▶ _Assigned task_: Every line below needs to be transcribed without alteration, and no image may be carried over.

(Beginning of Supplied information)

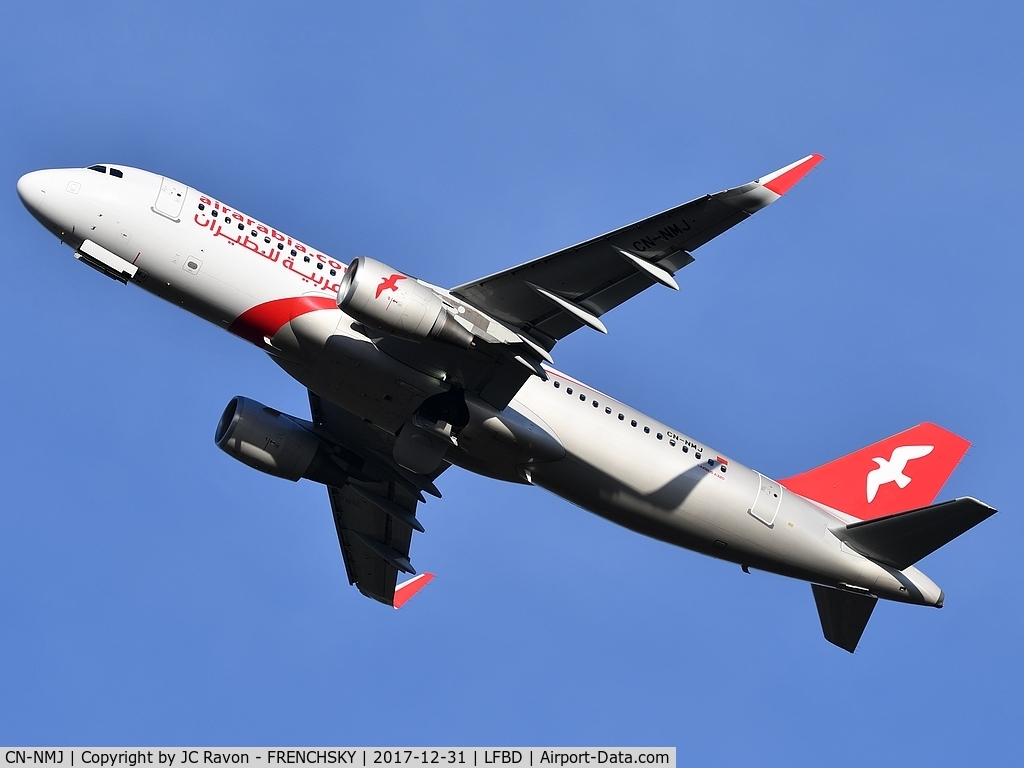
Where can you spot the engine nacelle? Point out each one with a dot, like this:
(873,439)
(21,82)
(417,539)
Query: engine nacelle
(391,302)
(274,442)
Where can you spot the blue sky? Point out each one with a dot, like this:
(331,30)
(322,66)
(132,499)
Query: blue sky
(154,591)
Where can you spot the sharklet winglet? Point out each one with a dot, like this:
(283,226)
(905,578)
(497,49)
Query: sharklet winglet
(784,178)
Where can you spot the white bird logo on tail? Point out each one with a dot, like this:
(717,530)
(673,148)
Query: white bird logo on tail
(892,470)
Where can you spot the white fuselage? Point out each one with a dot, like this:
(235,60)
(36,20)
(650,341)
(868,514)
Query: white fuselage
(560,434)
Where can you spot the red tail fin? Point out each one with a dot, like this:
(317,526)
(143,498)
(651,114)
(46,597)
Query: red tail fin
(905,471)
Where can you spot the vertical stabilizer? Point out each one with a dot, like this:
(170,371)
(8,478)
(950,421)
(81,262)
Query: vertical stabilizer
(905,471)
(844,614)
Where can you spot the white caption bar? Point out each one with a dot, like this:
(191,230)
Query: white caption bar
(520,757)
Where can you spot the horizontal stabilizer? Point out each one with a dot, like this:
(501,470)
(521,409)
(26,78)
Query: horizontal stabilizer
(844,614)
(903,539)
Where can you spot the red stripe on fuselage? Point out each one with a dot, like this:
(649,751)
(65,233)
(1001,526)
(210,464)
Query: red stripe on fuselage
(263,321)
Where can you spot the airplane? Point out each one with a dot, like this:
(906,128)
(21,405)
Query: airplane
(406,379)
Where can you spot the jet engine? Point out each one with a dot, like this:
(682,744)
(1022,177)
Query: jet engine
(396,304)
(274,442)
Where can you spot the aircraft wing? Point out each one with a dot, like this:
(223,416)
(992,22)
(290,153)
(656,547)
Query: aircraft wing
(553,296)
(374,510)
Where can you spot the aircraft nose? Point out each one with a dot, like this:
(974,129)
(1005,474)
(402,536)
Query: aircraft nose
(32,188)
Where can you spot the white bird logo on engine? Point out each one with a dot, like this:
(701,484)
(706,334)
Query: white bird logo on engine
(892,470)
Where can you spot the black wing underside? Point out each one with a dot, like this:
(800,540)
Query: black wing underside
(375,510)
(601,273)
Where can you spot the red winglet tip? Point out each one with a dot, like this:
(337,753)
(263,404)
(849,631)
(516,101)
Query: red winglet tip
(404,592)
(783,179)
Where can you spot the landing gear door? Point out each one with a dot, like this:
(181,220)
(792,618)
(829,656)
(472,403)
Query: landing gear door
(767,502)
(171,199)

(End of Supplied information)

▶ _Exercise result_:
Where can you spot the engine nacelle? Point out each one with a dot, like this:
(873,439)
(21,82)
(417,539)
Query: engine nacelle
(391,302)
(274,442)
Where can you spot the blue sky? Point out each one with a dot, like this:
(331,30)
(322,66)
(132,499)
Query: blue sky
(154,591)
Where can you spot the sharklet winglet? Point out each one with a dot, like this:
(283,226)
(905,578)
(497,49)
Query: sharklet winglet
(784,178)
Where can you spot the white bird logo on tail? Point out each one with a dot, like this:
(717,530)
(673,148)
Query: white bird logo on tail
(892,470)
Where can you spot the white fuselage? Point out each one with a dot, like this:
(235,60)
(36,20)
(650,341)
(868,514)
Query: white fuselage
(560,434)
Where can you spot the red tail fin? Point out each one with a dot, like this:
(317,526)
(143,498)
(651,114)
(46,597)
Query: red tail fin
(905,471)
Where can you spot the vertical stabilizer? Point out each one with a dot, like this:
(170,371)
(8,478)
(950,421)
(81,262)
Query: vertical stabilizer
(905,471)
(844,614)
Where can you spot the white caption bar? Point out each one with a dot, like this:
(191,230)
Query: white caption bar
(520,757)
Where can you spot the horizontal stabilizer? Point out each one with a dot, like this:
(501,470)
(521,409)
(26,78)
Query: horizontal stabilizer
(844,614)
(903,539)
Where can you spot the red stripe on fuselage? Point out each one with a dot, like this:
(649,751)
(65,233)
(1001,526)
(210,464)
Query: red stripe on fuselage
(263,321)
Where can you spot the airplane? Point out each one with a dot, like this:
(906,128)
(21,405)
Query: airplane
(406,379)
Where can you spot the jet engine? Point out each one with a dot, like this:
(682,744)
(1022,177)
Query: jet engine
(396,304)
(274,442)
Where can you spot the aircraft wing? Point out each one with a dot, like this:
(223,416)
(992,22)
(290,153)
(656,547)
Query: aircraft wing
(553,296)
(374,510)
Where can you spot the aircraft nose? Point out each one with a dot, like this:
(974,129)
(1005,474)
(402,536)
Query: aircraft nose
(32,188)
Where can you spot the white bird logo on engine? Point out each one with a dot, like this:
(701,484)
(706,334)
Query: white bird logo on engine
(892,470)
Where can you spot the black wing underside? Point out each one with a dot, like this:
(800,540)
Query: black wing underside
(375,510)
(601,273)
Where can you spot the red winglet tip? Point out each one with a dot, like this:
(337,753)
(263,404)
(849,631)
(516,101)
Query: red winglet tip
(404,592)
(783,179)
Where can you spot the landing gear door? Point out each one with a dot, like this:
(181,220)
(792,618)
(829,656)
(472,403)
Query: landing gear door
(767,502)
(171,199)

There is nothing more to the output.